(Exercise task 1) Which cabinets are named in the text on the Sehested Cabinet?
>> START Text to read
People and organisations
- Head of state: Christian IX
- Head of government: Hannibal Sehested
- No. of ministers: 9
- Total no. of members: 9
- Member party: Højre

History
- Outgoing election: 1901
- Predecessor: Hørring
- Successor: Deuntzer

= Sehested Cabinet =

Former Danish Council president

After Hugo Egmont Hørring's resignation as Council President, Hannibal Sehested of the conservative party Højre became the leader of the new cabinet, which replaced the Cabinet of Hørring. It consisted entirely of members of the party Højre, was formed on 27 April 1900 and was called the Cabinet of Sehested.

The cabinet was replaced by the Cabinet of Deuntzer on 24 July 1901.

==List of ministers and portfolios==
Some of the terms in the table begin before 27 April 1900 because the minister was in the Cabinet of Hørring as well.
>> END Text to read
>> START Dataset
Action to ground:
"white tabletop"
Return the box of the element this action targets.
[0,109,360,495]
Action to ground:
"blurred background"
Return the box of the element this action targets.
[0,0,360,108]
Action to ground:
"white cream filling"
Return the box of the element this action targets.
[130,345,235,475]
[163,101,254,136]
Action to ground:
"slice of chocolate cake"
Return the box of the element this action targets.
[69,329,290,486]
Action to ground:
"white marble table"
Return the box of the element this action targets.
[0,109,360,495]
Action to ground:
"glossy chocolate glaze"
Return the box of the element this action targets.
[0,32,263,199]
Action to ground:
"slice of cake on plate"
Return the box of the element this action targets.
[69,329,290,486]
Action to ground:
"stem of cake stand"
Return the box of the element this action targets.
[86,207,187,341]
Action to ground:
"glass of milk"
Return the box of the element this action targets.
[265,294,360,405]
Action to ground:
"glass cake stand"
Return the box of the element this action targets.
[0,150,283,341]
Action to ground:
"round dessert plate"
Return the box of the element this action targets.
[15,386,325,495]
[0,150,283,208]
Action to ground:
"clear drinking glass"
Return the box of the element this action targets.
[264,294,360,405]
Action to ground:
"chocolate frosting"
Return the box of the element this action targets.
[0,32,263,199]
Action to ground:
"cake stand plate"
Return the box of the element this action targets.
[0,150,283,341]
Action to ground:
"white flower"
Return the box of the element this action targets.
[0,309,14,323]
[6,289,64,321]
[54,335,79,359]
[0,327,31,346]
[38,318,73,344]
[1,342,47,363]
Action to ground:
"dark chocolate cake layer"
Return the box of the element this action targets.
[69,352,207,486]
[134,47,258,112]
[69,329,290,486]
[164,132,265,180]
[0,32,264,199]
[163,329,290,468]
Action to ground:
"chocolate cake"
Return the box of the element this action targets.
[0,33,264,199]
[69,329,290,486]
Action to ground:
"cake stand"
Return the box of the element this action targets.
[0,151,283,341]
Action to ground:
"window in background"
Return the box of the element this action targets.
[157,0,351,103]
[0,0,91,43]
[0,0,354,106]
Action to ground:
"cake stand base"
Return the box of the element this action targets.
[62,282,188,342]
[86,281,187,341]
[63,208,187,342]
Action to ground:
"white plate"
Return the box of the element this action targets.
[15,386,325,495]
>> END Dataset
(Exercise task 2) Which lines of the entries contain the word "glass"? Return each such line in full, treating case as significant.

(Written response 1) Cabinet of Hørring, Cabinet of Sehested, Cabinet of Deuntzer

(Written response 2)
"glass of milk"
"glass cake stand"
"clear drinking glass"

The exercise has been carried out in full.